SELECTED EXCERPT below:

Thinking about thinking

Think, think think
Let your mind go

Let yourself be free

–Aretha Franklin/Think

 

You mind is made up but your mouth is undone.
–Elvis Costello/Accidents Will Happen

 

I’ve run across the phrase “disordered thinking” several times recently at work.

It considered a bad thing to have disordered thinking. In fact, it’s one of the symptoms of schizophrenia. I want to make sure I don’t  belittle the actual psych diagnosis, which is serious. I wouldn’t want to actually have disordered thinking as a diagnosis, but I don’t mind a little disorder in my thoughts. I’ve been known to encourage it, in fact.

If your thoughts are all orderly all the time, how is there room for any serendipity to sneak in?  I’m betting that serendipity is not a big fan of order.

Not to knock critical/analytical thinking–it is definitely one of life’s essentials. It is something that should be a bigger focus in school.  A bigger focus, than, say, teaching kids to pass tests. Teaching us to think analytically is crucial in making sure we are (for one thing) not prone to believing anything anyone  tells us. Without critical thinking, there really is a sucker born every minute. Politicians, advertisers and religious leaders tend not to be big fans of critical thinking as it teaches you to question everything and apply disciplined thought processes in the analysis of what you read or hear.

End of SELECTED EXCERPT.

YOUR TASK >> Reproduce, word for word, the passage of the piece on disordered thinking that runs from "It considered a" up to and including "fan of order.".

EXTRACTED ENTRIES below:

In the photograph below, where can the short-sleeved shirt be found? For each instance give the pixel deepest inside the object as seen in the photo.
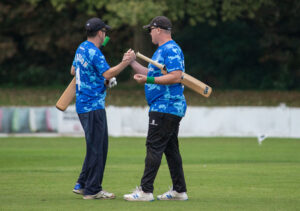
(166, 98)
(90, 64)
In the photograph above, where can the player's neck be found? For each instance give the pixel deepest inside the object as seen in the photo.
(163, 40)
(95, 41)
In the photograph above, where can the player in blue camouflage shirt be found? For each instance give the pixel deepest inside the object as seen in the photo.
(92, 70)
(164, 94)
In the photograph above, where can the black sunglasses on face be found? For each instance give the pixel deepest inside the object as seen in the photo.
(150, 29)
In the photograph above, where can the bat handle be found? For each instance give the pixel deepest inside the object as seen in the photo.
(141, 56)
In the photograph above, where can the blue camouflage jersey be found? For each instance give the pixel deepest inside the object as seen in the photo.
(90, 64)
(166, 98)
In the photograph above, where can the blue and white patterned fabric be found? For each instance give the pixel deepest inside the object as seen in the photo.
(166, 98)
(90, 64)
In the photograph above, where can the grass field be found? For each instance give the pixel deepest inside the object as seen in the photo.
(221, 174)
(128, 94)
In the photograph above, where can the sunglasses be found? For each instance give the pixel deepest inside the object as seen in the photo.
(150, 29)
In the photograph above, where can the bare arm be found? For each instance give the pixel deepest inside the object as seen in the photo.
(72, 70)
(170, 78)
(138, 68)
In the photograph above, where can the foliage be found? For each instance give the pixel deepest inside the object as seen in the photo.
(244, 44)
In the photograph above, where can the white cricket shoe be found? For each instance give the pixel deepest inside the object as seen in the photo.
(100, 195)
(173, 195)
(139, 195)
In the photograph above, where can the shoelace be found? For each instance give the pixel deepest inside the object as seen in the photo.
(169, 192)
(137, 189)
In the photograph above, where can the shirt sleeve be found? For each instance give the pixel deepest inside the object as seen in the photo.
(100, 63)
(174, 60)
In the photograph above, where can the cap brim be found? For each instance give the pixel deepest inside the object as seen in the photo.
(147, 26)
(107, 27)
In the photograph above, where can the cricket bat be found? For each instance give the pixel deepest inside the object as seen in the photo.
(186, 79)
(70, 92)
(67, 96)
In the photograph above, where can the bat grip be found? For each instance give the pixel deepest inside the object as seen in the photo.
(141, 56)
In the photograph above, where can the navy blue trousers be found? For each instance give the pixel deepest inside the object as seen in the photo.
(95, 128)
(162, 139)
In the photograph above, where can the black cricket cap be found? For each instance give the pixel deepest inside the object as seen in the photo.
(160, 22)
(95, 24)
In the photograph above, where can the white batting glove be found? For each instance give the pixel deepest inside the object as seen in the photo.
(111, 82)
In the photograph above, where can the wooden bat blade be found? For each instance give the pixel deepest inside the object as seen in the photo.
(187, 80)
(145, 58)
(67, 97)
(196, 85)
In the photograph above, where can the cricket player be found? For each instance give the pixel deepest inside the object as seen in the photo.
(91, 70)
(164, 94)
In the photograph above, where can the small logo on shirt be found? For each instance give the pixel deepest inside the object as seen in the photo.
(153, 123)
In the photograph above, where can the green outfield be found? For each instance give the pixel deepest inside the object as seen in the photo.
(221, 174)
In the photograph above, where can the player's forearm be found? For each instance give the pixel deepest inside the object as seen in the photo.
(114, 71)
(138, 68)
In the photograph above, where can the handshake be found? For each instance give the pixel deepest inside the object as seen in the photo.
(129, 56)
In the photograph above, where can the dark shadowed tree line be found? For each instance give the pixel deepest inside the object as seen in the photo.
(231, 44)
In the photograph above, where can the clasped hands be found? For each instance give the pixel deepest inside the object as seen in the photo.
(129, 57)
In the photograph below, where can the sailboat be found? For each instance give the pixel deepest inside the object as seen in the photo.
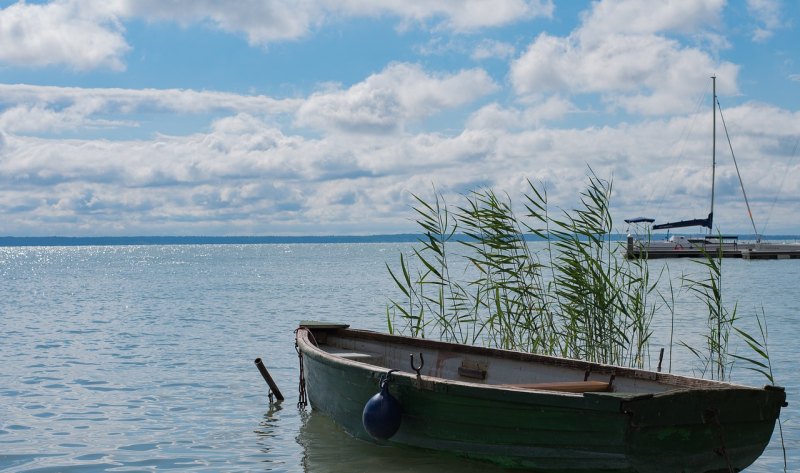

End of EXTRACTED ENTRIES.

ANSWER AREA >>
It considered a bad thing to have disordered thinking. In fact, it’s one of the symptoms of schizophrenia. I want to make sure I don’t  belittle the actual psych diagnosis, which is serious. I wouldn’t want to actually have disordered thinking as a diagnosis, but I don’t mind a little disorder in my thoughts. I’ve been known to encourage it, in fact.

If your thoughts are all orderly all the time, how is there room for any serendipity to sneak in?  I’m betting that serendipity is not a big fan of order.